TASK STATEMENT:
Copy the material below word for word, everything from its first line down to the line containing "212 450 L 119", with both of those lines included.

--------------------

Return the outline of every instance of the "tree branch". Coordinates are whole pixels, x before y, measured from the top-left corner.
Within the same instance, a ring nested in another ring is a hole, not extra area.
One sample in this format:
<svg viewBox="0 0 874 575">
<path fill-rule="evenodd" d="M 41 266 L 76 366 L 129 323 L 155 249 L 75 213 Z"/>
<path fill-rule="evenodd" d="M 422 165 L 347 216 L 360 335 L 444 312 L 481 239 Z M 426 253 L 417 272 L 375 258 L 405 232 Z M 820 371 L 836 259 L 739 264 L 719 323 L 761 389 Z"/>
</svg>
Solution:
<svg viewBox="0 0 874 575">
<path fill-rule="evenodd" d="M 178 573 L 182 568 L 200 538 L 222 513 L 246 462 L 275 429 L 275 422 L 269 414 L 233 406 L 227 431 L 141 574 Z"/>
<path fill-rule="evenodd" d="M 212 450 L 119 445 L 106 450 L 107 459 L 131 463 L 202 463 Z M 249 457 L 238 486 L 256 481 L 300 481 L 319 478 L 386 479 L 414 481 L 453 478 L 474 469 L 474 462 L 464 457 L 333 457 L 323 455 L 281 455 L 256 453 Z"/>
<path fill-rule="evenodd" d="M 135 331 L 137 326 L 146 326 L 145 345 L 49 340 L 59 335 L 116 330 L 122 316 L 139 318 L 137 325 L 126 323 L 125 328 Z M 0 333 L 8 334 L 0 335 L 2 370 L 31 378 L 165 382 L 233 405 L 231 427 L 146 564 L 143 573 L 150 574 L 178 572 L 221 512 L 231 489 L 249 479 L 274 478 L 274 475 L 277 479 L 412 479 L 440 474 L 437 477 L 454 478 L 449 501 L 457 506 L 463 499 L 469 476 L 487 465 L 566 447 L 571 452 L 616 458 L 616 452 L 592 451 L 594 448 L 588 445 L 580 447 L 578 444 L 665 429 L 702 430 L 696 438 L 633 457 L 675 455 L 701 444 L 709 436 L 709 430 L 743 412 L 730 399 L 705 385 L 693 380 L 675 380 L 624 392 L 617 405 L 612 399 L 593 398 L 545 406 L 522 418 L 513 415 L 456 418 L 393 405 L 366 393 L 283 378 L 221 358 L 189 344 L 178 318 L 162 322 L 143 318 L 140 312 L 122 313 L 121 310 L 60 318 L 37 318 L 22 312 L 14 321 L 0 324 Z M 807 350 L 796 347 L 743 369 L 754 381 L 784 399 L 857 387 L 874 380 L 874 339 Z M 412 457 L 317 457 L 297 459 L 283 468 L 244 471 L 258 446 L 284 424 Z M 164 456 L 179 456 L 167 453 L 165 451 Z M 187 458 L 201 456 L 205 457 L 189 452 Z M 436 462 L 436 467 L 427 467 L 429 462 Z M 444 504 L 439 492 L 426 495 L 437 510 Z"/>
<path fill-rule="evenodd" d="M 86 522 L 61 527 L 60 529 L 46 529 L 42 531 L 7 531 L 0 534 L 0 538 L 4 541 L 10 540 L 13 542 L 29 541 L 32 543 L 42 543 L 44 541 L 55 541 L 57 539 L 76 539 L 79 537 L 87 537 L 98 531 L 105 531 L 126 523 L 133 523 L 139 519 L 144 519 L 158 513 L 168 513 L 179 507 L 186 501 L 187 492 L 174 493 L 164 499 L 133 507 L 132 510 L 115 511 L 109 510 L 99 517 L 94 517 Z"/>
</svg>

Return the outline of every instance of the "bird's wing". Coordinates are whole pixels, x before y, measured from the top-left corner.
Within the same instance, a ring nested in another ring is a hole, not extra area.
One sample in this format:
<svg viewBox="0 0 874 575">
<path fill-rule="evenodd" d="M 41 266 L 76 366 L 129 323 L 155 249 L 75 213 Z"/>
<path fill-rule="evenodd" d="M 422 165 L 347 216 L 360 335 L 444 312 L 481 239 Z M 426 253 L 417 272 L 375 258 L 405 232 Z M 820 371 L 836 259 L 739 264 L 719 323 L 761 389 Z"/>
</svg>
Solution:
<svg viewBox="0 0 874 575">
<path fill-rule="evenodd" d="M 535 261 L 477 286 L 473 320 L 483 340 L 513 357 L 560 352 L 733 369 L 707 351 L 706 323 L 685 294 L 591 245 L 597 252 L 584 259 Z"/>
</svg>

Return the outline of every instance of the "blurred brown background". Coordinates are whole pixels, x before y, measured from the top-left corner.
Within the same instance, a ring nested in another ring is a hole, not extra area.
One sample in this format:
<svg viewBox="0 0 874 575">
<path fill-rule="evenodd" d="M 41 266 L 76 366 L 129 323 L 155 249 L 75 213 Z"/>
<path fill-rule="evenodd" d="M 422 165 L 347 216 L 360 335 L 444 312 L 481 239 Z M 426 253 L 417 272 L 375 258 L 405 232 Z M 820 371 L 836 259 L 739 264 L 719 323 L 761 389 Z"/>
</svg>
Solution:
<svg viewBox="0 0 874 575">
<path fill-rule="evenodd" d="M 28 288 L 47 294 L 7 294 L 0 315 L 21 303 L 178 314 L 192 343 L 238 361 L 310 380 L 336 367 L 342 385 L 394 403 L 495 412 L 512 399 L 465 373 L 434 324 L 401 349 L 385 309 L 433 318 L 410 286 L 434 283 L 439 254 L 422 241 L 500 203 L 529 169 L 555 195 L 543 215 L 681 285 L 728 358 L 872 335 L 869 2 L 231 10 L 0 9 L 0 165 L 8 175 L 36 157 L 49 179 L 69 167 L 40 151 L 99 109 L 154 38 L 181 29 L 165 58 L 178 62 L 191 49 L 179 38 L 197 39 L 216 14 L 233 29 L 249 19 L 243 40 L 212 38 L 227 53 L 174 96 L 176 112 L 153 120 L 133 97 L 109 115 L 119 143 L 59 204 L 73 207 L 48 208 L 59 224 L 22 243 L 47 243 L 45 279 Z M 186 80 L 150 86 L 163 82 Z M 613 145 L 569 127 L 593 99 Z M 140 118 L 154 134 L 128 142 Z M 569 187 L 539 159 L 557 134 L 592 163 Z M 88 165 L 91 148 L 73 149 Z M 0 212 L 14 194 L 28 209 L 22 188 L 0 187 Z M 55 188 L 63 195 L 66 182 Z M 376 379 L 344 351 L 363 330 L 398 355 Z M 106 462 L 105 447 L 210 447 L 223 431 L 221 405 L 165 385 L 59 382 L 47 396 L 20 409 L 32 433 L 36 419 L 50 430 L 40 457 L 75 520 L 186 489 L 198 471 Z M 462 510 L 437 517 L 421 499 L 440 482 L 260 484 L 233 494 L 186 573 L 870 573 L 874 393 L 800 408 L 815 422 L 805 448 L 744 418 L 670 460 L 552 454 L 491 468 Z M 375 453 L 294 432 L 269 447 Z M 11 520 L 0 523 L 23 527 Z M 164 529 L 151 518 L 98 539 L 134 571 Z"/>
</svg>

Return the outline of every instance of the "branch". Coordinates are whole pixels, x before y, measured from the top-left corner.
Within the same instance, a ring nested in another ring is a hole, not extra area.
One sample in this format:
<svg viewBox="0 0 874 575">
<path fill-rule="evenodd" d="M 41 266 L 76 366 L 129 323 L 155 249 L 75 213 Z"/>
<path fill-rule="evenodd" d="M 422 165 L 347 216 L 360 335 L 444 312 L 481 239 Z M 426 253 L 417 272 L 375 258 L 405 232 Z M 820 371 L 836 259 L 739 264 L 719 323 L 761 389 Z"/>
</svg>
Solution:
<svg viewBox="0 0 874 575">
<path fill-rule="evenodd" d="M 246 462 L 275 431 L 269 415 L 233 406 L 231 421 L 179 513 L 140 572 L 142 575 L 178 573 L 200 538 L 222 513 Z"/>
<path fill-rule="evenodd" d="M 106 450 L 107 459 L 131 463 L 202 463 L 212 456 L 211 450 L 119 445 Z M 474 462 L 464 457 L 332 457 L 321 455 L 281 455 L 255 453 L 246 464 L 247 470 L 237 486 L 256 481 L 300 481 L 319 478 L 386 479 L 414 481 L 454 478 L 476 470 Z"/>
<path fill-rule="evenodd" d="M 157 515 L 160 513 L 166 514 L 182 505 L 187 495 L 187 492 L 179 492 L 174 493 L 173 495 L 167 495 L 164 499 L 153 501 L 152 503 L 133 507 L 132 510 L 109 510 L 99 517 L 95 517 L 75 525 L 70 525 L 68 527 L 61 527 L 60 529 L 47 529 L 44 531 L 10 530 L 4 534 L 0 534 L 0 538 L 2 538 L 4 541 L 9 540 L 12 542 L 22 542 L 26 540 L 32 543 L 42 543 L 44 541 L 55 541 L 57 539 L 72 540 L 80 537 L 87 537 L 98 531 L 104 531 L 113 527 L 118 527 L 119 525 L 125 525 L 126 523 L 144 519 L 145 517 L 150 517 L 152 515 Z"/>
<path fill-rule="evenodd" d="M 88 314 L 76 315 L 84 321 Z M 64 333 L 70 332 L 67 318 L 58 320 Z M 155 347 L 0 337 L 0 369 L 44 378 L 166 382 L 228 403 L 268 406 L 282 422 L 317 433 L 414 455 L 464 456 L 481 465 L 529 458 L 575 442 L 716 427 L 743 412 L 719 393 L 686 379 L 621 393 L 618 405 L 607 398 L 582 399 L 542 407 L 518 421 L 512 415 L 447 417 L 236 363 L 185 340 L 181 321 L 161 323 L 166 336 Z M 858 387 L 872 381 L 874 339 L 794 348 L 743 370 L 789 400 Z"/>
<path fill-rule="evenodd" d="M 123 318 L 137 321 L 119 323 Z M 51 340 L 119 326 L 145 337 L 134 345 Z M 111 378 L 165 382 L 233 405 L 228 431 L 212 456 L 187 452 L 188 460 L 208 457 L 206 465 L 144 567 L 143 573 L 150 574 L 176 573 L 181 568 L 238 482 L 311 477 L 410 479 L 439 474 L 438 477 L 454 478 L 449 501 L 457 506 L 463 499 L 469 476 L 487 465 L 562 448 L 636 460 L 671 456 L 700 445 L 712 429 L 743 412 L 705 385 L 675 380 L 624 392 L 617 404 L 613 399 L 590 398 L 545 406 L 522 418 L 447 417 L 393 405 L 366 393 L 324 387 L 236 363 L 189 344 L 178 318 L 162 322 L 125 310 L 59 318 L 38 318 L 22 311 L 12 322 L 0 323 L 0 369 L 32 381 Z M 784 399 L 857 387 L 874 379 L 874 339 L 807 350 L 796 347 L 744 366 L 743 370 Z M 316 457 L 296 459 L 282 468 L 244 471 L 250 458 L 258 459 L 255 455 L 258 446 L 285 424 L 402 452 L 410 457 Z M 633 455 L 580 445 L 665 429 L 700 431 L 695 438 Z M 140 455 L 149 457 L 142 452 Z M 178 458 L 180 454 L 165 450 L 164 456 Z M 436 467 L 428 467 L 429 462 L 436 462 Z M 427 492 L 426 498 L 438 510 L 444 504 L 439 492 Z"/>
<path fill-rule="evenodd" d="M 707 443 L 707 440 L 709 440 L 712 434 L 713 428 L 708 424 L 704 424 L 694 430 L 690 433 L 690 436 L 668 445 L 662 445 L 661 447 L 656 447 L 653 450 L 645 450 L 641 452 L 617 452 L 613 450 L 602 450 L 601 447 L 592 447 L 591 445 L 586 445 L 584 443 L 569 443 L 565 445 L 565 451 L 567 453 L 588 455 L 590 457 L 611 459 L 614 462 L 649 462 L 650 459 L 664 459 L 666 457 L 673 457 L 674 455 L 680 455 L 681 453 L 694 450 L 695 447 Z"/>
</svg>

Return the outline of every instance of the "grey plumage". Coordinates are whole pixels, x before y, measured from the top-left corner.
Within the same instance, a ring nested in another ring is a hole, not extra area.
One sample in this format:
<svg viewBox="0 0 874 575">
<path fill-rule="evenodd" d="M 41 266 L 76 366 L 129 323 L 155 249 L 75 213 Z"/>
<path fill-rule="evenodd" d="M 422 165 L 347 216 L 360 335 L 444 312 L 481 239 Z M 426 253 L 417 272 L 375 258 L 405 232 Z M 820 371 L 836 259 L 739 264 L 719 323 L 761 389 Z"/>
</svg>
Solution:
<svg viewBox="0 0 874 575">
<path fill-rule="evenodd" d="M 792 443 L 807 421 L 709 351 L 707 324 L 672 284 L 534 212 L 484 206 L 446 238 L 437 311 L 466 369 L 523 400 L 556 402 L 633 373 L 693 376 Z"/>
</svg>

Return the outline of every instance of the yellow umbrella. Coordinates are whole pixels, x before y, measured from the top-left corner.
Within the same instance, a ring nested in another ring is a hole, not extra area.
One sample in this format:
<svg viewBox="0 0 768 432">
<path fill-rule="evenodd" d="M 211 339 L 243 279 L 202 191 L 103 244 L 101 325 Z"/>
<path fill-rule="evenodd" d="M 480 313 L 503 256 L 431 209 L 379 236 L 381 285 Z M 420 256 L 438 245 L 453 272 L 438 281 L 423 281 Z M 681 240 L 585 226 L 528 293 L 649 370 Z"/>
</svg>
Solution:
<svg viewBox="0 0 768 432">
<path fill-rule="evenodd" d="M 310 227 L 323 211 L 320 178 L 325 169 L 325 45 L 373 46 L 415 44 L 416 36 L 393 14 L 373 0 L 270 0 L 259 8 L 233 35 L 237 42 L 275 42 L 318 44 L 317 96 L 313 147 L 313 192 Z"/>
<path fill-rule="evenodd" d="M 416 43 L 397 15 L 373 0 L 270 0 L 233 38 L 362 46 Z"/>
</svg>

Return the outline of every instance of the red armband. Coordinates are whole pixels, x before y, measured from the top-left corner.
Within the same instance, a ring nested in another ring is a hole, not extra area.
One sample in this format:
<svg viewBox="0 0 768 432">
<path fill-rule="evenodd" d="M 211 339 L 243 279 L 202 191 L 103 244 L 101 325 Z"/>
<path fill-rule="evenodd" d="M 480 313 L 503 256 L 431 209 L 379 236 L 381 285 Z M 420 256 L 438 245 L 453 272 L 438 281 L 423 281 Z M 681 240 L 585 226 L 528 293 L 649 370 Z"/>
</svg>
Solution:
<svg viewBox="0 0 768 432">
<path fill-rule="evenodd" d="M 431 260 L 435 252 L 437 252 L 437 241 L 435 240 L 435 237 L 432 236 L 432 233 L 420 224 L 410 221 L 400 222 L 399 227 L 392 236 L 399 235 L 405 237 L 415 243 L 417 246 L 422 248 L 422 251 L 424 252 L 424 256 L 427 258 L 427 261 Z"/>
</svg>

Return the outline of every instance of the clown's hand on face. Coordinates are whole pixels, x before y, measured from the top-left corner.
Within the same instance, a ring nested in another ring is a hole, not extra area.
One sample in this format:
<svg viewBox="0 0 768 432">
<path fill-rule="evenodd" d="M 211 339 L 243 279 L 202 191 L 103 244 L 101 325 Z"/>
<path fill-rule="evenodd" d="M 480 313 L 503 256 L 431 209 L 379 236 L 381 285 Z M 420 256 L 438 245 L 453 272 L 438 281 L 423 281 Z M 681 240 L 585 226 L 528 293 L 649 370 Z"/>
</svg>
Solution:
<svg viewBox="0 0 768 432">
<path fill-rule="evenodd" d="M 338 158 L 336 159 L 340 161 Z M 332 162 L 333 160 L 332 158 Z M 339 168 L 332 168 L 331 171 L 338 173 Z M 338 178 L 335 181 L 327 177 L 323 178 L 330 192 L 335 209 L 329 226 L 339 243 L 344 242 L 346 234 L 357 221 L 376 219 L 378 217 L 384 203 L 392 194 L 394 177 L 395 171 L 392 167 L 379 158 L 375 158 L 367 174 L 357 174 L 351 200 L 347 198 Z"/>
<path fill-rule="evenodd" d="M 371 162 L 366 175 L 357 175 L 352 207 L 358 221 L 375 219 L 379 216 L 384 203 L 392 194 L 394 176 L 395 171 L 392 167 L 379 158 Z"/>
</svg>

--------------------

ANSWER FOR THE TASK:
Return the outline of every instance of the "tree branch". Coordinates are whole pixels, x before y, measured from the top-left corner.
Within the same instance, a ring nested in another ring is a hole, not extra area.
One sample in this format:
<svg viewBox="0 0 874 575">
<path fill-rule="evenodd" d="M 41 266 L 76 366 L 129 323 L 155 249 L 75 213 Z"/>
<path fill-rule="evenodd" d="M 422 165 L 347 216 L 360 335 L 444 312 L 481 239 Z M 426 253 L 417 272 L 375 258 L 405 232 Z M 820 371 L 836 259 L 739 264 L 719 323 L 761 389 Z"/>
</svg>
Solution:
<svg viewBox="0 0 874 575">
<path fill-rule="evenodd" d="M 178 573 L 182 568 L 200 538 L 222 513 L 246 462 L 275 429 L 275 422 L 269 414 L 233 406 L 227 431 L 141 574 Z"/>
<path fill-rule="evenodd" d="M 212 450 L 119 445 L 106 450 L 107 459 L 131 463 L 202 463 Z M 249 457 L 238 486 L 256 481 L 300 481 L 319 478 L 386 479 L 414 481 L 453 478 L 474 469 L 474 462 L 464 457 L 333 457 L 323 455 L 281 455 L 256 453 Z"/>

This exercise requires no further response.